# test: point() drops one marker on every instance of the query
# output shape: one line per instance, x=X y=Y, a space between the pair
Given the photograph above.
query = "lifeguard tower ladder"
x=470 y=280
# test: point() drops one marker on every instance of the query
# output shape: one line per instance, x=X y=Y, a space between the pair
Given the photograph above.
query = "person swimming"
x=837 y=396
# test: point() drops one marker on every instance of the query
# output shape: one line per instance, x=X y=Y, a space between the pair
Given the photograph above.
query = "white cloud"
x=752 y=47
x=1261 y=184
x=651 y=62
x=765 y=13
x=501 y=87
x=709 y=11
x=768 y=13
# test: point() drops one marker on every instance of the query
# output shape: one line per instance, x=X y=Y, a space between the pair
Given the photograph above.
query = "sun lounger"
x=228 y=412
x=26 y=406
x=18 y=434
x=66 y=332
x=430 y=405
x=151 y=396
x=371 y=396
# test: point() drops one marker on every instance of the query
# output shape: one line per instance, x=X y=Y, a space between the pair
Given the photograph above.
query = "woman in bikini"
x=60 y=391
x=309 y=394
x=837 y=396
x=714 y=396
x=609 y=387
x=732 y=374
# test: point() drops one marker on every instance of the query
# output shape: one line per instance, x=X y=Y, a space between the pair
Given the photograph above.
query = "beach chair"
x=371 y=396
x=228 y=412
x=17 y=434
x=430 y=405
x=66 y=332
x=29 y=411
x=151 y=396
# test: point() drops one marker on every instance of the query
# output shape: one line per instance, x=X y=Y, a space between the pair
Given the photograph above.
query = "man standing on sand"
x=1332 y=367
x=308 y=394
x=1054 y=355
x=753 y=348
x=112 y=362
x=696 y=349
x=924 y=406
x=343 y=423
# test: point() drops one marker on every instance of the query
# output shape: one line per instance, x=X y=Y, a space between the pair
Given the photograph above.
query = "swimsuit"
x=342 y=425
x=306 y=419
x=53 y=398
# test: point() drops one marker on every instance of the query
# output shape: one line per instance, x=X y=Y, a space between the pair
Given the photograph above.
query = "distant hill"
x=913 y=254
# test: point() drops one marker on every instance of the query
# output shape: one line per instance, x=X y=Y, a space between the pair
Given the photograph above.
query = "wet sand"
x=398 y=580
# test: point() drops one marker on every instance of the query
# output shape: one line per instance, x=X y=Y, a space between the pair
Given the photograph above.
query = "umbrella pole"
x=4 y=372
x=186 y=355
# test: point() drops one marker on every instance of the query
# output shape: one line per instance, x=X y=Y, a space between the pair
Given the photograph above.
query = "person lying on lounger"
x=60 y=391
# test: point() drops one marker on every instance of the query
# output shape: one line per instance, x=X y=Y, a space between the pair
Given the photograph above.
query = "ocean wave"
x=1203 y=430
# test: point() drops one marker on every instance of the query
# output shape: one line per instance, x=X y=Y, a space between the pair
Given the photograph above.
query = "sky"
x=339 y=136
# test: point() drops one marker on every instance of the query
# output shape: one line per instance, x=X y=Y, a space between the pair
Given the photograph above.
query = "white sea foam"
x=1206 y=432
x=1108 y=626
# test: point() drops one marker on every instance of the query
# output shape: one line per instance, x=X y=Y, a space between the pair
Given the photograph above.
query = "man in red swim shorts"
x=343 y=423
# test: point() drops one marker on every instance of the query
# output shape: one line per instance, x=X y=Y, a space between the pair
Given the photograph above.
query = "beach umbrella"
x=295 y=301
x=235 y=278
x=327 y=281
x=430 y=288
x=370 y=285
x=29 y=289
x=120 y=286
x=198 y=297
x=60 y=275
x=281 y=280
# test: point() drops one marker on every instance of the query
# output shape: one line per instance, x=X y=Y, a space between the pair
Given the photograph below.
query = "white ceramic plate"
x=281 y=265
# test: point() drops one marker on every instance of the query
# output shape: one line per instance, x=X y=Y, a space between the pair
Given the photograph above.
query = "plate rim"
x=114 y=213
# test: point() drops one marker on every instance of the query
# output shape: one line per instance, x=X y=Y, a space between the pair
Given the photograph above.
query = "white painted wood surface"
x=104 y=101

Activity:
In full and without changes, give the data above once more.

Written answer:
# test: point() drops one marker on every instance of the query
# output shape: one line per instance, x=X y=Y, a space between the pair
Given the photograph above.
query = "lifeguard tower ladder"
x=470 y=280
# test: point() drops one marker on every instance of the query
# output shape: one line per instance, x=X y=Y, a space between the pair
Given the photograph above.
query = "person swimming"
x=837 y=396
# test: point() drops one marker on every instance of the query
# output shape: one line per instance, x=X y=Y, a space between the pair
Given the photograph above.
query = "white cloud"
x=752 y=47
x=1261 y=184
x=651 y=62
x=765 y=13
x=501 y=87
x=709 y=11
x=768 y=13
# test: point() drops one marker on every instance of the query
# output shape: one line per instance, x=X y=Y, a space between the pair
Given the photograph above.
query = "sun lounger"
x=228 y=412
x=26 y=406
x=18 y=434
x=66 y=332
x=430 y=405
x=151 y=396
x=371 y=396
# test: point() drops one marker on every instance of the query
# output shape: one line per instance, x=X y=Y, a space between the pair
Given the photograph above.
query = "woman in bikini"
x=60 y=391
x=309 y=394
x=837 y=396
x=714 y=396
x=609 y=387
x=732 y=374
# test: point() drops one marker on every instance of the query
# output shape: one line per instance, x=X y=Y, a space between the pair
Given the photograph above.
query = "beach chair"
x=371 y=396
x=228 y=412
x=17 y=434
x=430 y=405
x=66 y=332
x=29 y=411
x=151 y=396
# test: point() drops one marker on every instance of the query
# output shape: one line per instance, x=X y=Y, a space between the pair
Given the photograph above.
query = "man standing on sand"
x=1332 y=367
x=308 y=394
x=1054 y=355
x=753 y=348
x=112 y=362
x=696 y=349
x=924 y=406
x=343 y=423
# test: point() drops one marker on every instance of the query
# output shape: one line per instance, x=X y=Y, a space between the pair
Given the photograph above.
query = "swimsuit"
x=342 y=425
x=306 y=419
x=53 y=398
# test: point() drops one marker on every instance of the query
# output shape: one line per instance, x=X y=Y, a space between the pair
Given the photograph above.
query = "distant hill"
x=913 y=254
# test: point() drops one marker on every instance of the query
# output shape: one line per instance, x=X y=Y, a space between the pair
Given the photograph above.
query = "wet sand"
x=398 y=580
# test: point() drops one marker on every instance of the query
# output shape: one line per instance, x=X y=Y, a space between the pair
Given the photograph above.
query = "umbrella pole"
x=4 y=372
x=186 y=355
# test: point() drops one marker on every instance of the query
# output shape: one line per instance, x=X y=Y, a space between the pair
Given the photograph above.
query = "person lying on lounger"
x=60 y=391
# test: point() drops one marker on every instance of the query
# output shape: one line per instance, x=X y=Y, a space between the pair
Given the photograph above.
query = "ocean wave"
x=1203 y=430
# test: point() drops one marker on every instance of the query
# output shape: one line per instance, x=X y=Y, a space between the pair
Given the photograph above.
query = "sky"
x=339 y=136
# test: point() drops one marker on every instance of the query
# output shape: one line per instance, x=X y=Y, a space between the pair
Given the photograph above.
query = "white sea foam"
x=1206 y=432
x=1108 y=626
# test: point() drops one marker on every instance of the query
# output shape: one line per instance, x=X y=Y, a space between the pair
Given the photograph above.
query = "man in red swim shorts"
x=343 y=423
# test: point() drops one marker on every instance of the query
# output shape: one line per instance, x=X y=Y, a space between the pair
Given the photograph above.
query = "beach umbrella"
x=295 y=301
x=235 y=278
x=327 y=281
x=430 y=288
x=370 y=285
x=29 y=289
x=120 y=286
x=198 y=297
x=60 y=275
x=281 y=280
# test: point() drops one marker on every instance of the query
# output shape: one line per instance, x=X y=Y, a space between the pair
Given the photograph below.
query = "white ceramic plate"
x=281 y=265
# test: point() drops one marker on every instance of the query
# output shape: one line per instance, x=X y=Y, a space between the pair
Given the photograph above.
query = "plate rim"
x=114 y=213
# test: point() drops one marker on every instance of the query
# output shape: one line per instance, x=X y=Y, a space between the pair
Given the photograph above.
query = "white painted wood surface"
x=104 y=101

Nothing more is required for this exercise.